Saved data entries:
▬▬▬▬▬▬
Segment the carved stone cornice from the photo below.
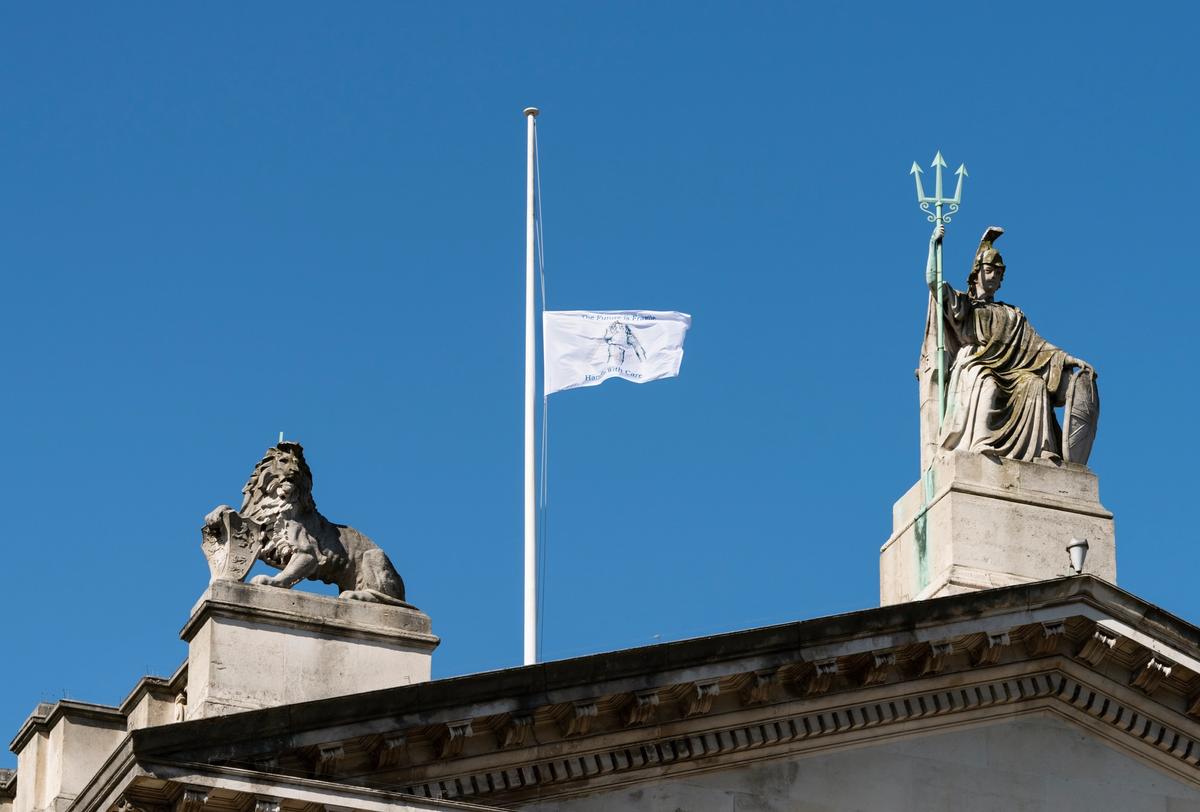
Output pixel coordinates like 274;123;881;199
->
740;670;775;705
124;576;1200;812
804;657;838;697
559;699;600;739
976;632;1013;666
683;680;721;716
438;718;475;758
174;787;209;812
917;640;954;676
496;714;533;750
374;733;408;769
1129;657;1172;694
379;660;1200;802
1075;627;1117;667
620;691;659;727
860;651;896;687
1028;620;1067;657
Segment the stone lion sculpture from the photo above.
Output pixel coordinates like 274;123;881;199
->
200;443;407;606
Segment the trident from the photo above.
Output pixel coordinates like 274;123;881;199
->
908;150;967;427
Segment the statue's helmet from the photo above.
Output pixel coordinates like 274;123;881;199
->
967;225;1004;293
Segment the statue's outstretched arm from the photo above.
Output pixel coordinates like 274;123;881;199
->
1063;355;1100;378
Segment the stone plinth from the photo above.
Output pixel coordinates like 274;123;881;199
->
880;451;1116;606
180;581;438;720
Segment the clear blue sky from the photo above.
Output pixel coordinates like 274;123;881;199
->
0;2;1200;765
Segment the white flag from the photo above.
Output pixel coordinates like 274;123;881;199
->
541;311;691;395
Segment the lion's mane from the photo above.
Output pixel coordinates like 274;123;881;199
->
238;443;317;524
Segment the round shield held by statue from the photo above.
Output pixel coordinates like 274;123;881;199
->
200;505;266;581
1062;369;1100;465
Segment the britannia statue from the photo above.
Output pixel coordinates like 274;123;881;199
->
923;223;1099;464
913;152;1100;468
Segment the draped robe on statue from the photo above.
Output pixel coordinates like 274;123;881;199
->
923;282;1069;461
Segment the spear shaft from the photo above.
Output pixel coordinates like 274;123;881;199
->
934;197;946;431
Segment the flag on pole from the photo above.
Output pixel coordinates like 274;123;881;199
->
541;311;691;395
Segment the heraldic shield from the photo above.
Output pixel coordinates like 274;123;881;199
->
1062;369;1100;465
200;505;266;582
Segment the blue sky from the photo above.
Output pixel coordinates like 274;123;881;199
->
0;2;1200;765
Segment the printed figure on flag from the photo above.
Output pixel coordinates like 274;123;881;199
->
604;321;646;363
542;311;691;395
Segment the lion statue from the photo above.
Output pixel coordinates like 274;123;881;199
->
202;443;408;606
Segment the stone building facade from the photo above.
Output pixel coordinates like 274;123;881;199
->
9;452;1200;812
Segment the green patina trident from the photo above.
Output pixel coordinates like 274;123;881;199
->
908;150;967;426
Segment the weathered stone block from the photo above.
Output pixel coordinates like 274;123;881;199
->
880;451;1116;606
180;581;439;720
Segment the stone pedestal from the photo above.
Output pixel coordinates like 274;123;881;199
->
▬▬▬▬▬▬
The exercise
Write out every one of the lines above word for word, leaving out the pictures.

Answer to the task
Segment the carved stone cornice from the photo below.
Output pixel coordinates like 274;123;881;199
->
740;670;775;705
124;576;1200;812
804;657;838;697
559;699;600;739
976;632;1013;666
683;680;721;716
438;718;475;758
174;787;209;812
917;640;954;676
496;714;533;750
374;733;408;769
1129;657;1172;694
379;660;1200;802
1075;627;1117;667
620;691;659;727
860;651;896;687
1028;620;1067;657
Segment the stone lion sculpture from the photo above.
Output pixel coordinates like 274;123;881;199
->
200;443;407;606
Segment the trident from the photo above.
Output pixel coordinates like 274;123;881;199
->
908;150;967;427
Segment the statue's helmet from the photo above.
Output pixel coordinates like 274;123;881;199
->
967;225;1004;293
Segment the statue's outstretched arm from the photo above.
Output pixel coordinates like 274;123;881;199
->
1063;355;1100;378
Segment the stone plinth from the photo above.
Output pixel coordinates like 274;123;881;199
->
880;451;1116;606
180;581;438;720
Segment the clear blue sky from the photo above.
Output pixel coordinates like 274;123;881;199
->
0;2;1200;765
Segment the white flag from the photo above.
Output pixel coordinates like 274;123;881;199
->
541;311;691;395
Segment the lion's mane from the photo above.
Output pixel coordinates like 274;123;881;199
->
238;443;317;524
Segment the round shield held by statue from the photo above.
Output pixel coordinates like 274;123;881;199
->
200;505;266;581
1062;369;1100;465
Segment the britannia statue from the photo above.
Output pixel coordinates like 274;123;881;199
->
923;223;1099;464
913;152;1100;468
Segment the draped robe on statue from the photo above.
Output pixel coordinates like 274;123;881;199
->
923;282;1069;461
Segment the spear shaft from the photo above.
Output pixel coordinates like 274;123;881;199
->
934;197;946;431
Segment the flag on pole from the photo above.
Output pixel coordinates like 274;123;881;199
->
541;311;691;395
Segment the heraldic shield from the photo above.
Output pixel coordinates like 274;123;881;199
->
1062;369;1100;465
200;505;266;582
Segment the blue sky from the photo above.
Output pixel coordinates like 274;123;881;199
->
0;2;1200;765
Segment the printed figure on flag from the photo above.
Output pixel coordinates like 274;123;881;199
->
604;321;646;363
542;311;691;395
Segment the lion statue from the photo above.
Output pixel coordinates like 274;123;881;199
->
202;443;408;606
Segment the stone building facade from the photo above.
Output pixel coordinates like 274;123;881;199
->
9;452;1200;812
Segment the green patina trident from the photo above.
Output pixel coordinates like 274;123;881;199
->
908;150;967;426
Segment the weathered stone block from the photo above.
Output pixel coordinates like 274;123;881;199
->
880;451;1116;606
180;581;439;720
Segment the stone pedestal from the photo above.
Output pixel coordinates like 274;123;881;199
->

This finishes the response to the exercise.